Collected data:
★ ★ ★ ★ ★

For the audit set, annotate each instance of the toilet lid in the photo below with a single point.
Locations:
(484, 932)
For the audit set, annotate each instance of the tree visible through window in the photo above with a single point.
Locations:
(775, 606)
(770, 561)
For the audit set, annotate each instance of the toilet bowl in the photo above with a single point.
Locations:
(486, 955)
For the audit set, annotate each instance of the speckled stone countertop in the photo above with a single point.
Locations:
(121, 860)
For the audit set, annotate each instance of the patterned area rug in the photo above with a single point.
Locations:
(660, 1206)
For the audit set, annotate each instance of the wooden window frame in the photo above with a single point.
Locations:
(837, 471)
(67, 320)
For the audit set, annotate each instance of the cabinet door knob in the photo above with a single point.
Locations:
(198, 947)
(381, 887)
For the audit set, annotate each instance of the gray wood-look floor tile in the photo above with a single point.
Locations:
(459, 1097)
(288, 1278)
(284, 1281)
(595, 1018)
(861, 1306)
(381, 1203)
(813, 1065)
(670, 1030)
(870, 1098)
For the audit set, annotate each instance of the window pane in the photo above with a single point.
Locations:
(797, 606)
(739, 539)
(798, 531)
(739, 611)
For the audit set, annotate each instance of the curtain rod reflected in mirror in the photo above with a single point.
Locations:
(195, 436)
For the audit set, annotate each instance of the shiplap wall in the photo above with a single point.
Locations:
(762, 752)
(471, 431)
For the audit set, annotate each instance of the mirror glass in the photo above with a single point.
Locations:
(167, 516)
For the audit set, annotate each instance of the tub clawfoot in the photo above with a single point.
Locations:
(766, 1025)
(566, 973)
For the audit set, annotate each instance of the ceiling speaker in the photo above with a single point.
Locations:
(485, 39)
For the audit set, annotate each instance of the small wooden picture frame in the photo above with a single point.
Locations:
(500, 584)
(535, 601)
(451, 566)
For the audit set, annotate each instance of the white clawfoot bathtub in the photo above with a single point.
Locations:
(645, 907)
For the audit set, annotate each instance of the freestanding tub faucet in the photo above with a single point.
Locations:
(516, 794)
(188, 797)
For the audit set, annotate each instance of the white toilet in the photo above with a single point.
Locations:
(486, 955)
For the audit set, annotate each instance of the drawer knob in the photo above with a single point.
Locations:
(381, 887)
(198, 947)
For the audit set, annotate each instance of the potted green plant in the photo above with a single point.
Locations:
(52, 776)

★ ★ ★ ★ ★

Print verbatim the data lines, starting at the line that contains "For the audit set, annotate each instance of the potted" and ending at the final line of the data.

For the audit set, annotate each instance of the potted green plant in the photo above with a single point.
Locations:
(52, 776)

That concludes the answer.